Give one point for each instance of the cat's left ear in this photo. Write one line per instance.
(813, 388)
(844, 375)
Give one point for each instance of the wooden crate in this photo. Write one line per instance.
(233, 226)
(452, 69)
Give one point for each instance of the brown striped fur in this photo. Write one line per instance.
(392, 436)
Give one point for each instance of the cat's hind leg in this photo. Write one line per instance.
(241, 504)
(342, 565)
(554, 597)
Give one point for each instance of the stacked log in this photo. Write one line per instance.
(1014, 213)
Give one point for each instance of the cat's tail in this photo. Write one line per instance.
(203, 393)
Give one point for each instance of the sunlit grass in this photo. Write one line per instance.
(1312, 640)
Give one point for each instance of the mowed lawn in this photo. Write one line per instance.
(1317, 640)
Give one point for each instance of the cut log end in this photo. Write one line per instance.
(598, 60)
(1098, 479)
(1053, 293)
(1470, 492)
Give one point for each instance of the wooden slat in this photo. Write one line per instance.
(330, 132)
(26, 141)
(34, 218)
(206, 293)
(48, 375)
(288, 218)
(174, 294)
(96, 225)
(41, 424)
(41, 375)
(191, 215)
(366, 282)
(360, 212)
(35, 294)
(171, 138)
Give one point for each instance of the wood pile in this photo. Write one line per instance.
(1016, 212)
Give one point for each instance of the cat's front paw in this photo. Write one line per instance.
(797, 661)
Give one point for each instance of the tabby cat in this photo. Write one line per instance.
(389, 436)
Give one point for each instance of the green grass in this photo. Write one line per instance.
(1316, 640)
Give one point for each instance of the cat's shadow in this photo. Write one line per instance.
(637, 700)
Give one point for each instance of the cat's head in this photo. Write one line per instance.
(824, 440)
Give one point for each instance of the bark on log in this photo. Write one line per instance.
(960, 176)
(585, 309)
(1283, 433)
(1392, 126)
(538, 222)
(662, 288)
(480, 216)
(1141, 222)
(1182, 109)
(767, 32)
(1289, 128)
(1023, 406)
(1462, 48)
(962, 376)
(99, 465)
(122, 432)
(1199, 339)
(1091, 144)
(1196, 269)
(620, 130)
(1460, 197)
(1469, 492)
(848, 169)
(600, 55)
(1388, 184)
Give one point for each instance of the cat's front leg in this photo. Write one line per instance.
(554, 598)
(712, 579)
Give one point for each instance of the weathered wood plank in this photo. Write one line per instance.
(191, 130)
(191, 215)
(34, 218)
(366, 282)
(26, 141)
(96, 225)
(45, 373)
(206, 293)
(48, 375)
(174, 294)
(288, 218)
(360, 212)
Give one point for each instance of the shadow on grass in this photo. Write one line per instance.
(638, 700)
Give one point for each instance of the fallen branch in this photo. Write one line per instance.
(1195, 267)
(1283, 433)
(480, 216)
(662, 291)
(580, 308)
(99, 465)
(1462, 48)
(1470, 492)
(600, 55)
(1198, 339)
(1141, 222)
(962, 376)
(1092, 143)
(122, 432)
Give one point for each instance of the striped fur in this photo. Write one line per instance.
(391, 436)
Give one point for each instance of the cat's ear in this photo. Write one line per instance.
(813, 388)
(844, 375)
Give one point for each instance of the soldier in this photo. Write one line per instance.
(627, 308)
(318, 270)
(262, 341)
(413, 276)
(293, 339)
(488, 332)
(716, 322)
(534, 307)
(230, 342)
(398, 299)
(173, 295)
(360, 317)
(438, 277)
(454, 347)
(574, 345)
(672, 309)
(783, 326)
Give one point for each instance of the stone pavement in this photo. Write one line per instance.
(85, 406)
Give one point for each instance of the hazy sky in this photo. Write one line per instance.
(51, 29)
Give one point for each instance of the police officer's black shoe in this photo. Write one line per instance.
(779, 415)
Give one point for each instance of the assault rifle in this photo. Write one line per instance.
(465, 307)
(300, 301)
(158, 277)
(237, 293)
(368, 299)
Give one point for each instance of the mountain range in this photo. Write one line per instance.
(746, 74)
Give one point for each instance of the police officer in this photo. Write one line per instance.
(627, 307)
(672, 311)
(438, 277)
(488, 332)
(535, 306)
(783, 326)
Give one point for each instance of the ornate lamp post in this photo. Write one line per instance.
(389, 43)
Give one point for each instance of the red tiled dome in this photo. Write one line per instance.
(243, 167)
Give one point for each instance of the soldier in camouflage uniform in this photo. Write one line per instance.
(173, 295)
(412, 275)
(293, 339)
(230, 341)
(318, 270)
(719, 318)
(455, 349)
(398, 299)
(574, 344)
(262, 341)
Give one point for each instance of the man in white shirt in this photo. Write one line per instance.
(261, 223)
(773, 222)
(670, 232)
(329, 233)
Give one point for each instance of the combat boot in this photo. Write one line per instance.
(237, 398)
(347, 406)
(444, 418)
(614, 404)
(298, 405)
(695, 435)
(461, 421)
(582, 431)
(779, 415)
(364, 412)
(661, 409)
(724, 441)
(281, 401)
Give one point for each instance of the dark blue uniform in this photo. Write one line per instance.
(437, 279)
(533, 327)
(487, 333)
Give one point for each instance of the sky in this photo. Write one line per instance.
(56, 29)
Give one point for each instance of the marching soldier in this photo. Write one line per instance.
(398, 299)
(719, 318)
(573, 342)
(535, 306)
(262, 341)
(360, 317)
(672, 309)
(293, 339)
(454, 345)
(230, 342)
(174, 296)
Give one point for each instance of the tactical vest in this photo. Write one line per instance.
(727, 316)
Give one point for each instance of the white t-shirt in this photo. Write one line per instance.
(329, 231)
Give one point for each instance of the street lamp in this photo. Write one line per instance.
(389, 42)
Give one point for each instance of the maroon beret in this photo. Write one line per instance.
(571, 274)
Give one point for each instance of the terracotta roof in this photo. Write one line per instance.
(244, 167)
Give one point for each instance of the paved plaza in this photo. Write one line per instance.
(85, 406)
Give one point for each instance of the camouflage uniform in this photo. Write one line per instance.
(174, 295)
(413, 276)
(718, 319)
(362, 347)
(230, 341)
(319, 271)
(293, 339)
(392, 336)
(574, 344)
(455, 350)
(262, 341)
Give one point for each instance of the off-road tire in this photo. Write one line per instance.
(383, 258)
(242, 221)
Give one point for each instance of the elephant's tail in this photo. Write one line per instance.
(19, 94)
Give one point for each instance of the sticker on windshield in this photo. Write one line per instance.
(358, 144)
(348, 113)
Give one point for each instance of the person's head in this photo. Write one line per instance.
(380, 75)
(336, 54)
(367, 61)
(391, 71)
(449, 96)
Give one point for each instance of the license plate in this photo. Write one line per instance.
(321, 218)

-.-.-

:: What you will do ::
Go back to the data above and please quote exactly, and only, the lines from the line with "Give one point for each instance of the dark" through its last line.

:: Task response ::
Give one point for each instance of the dark blue uniform in this photo. Write one line per instance.
(437, 279)
(533, 327)
(487, 333)
Give one point for each instance of the sky in this photo. Write one line per instance.
(56, 29)
Give one point for each instance of the marching soldier in this photo. Write one line per instance.
(398, 299)
(719, 318)
(573, 342)
(535, 306)
(262, 341)
(360, 317)
(672, 309)
(293, 339)
(454, 345)
(230, 342)
(174, 296)
Give one point for each instance of the tactical vest in this photo. Write one line per instance.
(727, 316)
Give one point for each instance of the white t-shirt in this photo. Write one line per instance.
(329, 231)
Give one point for each instance of the street lamp in this photo. Write one line per instance.
(389, 42)
Give one point for each instance of the maroon beret in this photo. Write one line per instance.
(571, 274)
Give one point for each instance of the terracotta roof in this photo. Write one line per instance.
(244, 167)
Give one point for each instance of the paved plaza in this photo. Write one line per instance.
(85, 406)
Give one point for each instance of the camouflage uniform in this photo. Write one line per instance.
(174, 295)
(413, 276)
(718, 319)
(362, 347)
(230, 341)
(319, 271)
(293, 339)
(392, 336)
(574, 344)
(455, 350)
(262, 341)
Give one point for each instance of the off-road tire in this photo. Write one line per instance.
(383, 258)
(242, 221)
Give one point for each instance of the elephant's tail in this photo. Write one line per instance.
(19, 94)
Give one point for each instance of the sticker on windshield in this photo. Write one line per instance.
(358, 144)
(348, 113)
Give one point for each instance of the person's head in this photo. Write one line per instance.
(380, 75)
(336, 54)
(367, 61)
(391, 71)
(449, 96)
Give one point for each instance of the license plate in this photo. Write one line per instance.
(321, 218)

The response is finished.